Reading passage -

>>

Everyone needs Great Questions

Interview with Ted Hadzi-Antich, Jr.

In continuation of our coverage of the Great Questions Seminars, we are pleased to bring you our first interview with a program faculty member! Ted Hadzi-Antich, Jr. is the Department Chair and Associate Professor of Government at ACC, and is one of the founding faculty of GQ. I sat down with Ted to chat about his experience as a GQ instructor, and to get his answer to the million-dollar question: Why, in 2019, is it important for students (and the rest of us) to read an entire book cover to cover?

Tell us more about your role in the Great Questions seminar.

I’m the Project Director of our grant program- essentially, I’m the principle investigator of all things Great Questions – and I also teach a section of the course. My big role is to instigate the faculty collaboration, and to train faculty. The project started about five years ago when ACC mandated a student success class. Several of us faculty had an alternate vision for what that class could be. The result was GQ, which fulfills the student success requirement, but instead of a typical lecture course, it’s faculty-lead and seminar-based. There is a lot of faculty collaboration within the program: we all teach from a common syllabus (so that we’re all quite literally on the same page) and attend monthly lunch meetings where we discuss what’s happening in our classrooms, what’s working what’s not, and how to plan for the future. This is the second semester we’ve offered these classes for credit, so we’re always learning from each other. Any faculty who teach humanities classes can attend our six-week training classes and become part of the program – this year we’ve already trained 34 faculty members!

What value do you believe the classic works discussed in GQ have for students of today’s world, who are coming from an incredibly diverse range of backgrounds?

A good book speaks through the generations, but it also speaks through the generations of your own life – you’ll look at your favorite book differently at age 18 than you will at age 37. Similarly, the works we examine in GQ are not meant to be read once; they are meant to be read over the course of your life and will teach you different lessons each time you open them. In my section this semester, I have students aged 16-50 – no one has the same story as the other. So we have students who come from very difficult situations and these books mean one thing to them, and other students who are more privileged to whom they say something different.

<<

Provided data -
>>

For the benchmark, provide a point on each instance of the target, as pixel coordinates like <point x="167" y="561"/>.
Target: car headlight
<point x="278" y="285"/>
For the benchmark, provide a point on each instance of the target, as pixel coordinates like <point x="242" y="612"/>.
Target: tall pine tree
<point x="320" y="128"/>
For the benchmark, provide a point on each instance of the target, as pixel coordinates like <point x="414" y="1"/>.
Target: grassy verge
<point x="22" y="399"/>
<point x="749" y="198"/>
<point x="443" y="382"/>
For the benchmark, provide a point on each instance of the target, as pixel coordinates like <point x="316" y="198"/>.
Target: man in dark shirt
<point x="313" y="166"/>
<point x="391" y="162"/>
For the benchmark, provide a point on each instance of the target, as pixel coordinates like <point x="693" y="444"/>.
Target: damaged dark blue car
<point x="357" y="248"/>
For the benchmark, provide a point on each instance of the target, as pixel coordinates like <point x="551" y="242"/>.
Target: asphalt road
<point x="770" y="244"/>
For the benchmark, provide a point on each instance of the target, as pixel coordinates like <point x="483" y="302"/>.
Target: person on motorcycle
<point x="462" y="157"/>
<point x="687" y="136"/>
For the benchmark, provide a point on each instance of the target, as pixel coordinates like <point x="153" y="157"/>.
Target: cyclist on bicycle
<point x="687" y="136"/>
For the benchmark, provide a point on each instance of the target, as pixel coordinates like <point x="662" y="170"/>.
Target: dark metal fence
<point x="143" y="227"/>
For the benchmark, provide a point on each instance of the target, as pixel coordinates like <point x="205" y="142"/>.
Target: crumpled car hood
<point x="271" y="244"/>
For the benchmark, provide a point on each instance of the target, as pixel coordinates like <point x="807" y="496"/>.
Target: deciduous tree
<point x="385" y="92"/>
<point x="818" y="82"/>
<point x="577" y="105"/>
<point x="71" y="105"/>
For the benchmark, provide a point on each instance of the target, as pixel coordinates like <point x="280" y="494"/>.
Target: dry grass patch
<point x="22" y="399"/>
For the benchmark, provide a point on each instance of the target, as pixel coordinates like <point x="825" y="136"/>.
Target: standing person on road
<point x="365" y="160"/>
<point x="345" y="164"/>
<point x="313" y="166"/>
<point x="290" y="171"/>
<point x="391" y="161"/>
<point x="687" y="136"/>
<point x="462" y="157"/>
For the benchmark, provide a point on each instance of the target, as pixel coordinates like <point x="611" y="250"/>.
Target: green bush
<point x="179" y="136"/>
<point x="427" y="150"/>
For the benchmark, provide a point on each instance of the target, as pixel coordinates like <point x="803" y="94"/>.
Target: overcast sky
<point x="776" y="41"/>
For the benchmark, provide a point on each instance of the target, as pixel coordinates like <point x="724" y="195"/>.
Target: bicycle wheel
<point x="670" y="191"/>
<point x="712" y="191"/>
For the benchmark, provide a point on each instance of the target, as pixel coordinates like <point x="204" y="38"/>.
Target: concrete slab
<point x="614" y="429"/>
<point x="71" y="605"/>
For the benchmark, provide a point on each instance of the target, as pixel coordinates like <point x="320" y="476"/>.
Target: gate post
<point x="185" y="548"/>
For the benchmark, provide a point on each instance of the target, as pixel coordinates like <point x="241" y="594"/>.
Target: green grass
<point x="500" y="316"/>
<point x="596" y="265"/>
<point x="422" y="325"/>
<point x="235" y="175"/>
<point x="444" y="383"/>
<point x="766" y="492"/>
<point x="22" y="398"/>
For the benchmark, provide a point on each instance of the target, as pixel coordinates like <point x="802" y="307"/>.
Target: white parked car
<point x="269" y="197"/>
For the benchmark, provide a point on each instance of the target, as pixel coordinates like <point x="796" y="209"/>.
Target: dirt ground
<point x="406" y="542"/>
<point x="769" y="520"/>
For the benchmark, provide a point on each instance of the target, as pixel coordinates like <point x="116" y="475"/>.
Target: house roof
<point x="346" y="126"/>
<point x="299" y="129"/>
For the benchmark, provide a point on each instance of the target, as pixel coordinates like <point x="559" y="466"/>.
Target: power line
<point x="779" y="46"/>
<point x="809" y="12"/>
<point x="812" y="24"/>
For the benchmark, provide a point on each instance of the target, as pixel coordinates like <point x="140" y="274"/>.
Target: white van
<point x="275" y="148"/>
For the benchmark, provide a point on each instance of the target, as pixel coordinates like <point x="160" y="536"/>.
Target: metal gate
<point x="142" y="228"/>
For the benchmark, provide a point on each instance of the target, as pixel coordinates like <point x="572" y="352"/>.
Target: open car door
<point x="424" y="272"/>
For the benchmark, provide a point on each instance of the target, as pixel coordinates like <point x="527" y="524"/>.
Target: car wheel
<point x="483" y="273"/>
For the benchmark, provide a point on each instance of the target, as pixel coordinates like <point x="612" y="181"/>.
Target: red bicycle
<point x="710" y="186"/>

<<

Required work -
1 – In the Great Questions interview, do these statements agree with the text? Answer yes or no for each and quote the deciding words. (a) The Great Questions course fulfills ACC's student success requirement. (b) Faculty in the program meet for lunch every week. (c) The students in the interviewee's section this semester range in age from 16 to 50.
2 – Can you copy word for word everything in the Great Questions interview from "Interview with Ted" down to "Great Questions seminar."?

Worked answers -
1 –
(a) Yes: "The result was GQ, which fulfills the student success requirement"
(b) No: "attend monthly lunch meetings"
(c) Yes: "I have students aged 16-50"

2 –
Interview with Ted Hadzi-Antich, Jr.

In continuation of our coverage of the Great Questions Seminars, we are pleased to bring you our first interview with a program faculty member! Ted Hadzi-Antich, Jr. is the Department Chair and Associate Professor of Government at ACC, and is one of the founding faculty of GQ. I sat down with Ted to chat about his experience as a GQ instructor, and to get his answer to the million-dollar question: Why, in 2019, is it important for students (and the rest of us) to read an entire book cover to cover?

Tell us more about your role in the Great Questions seminar.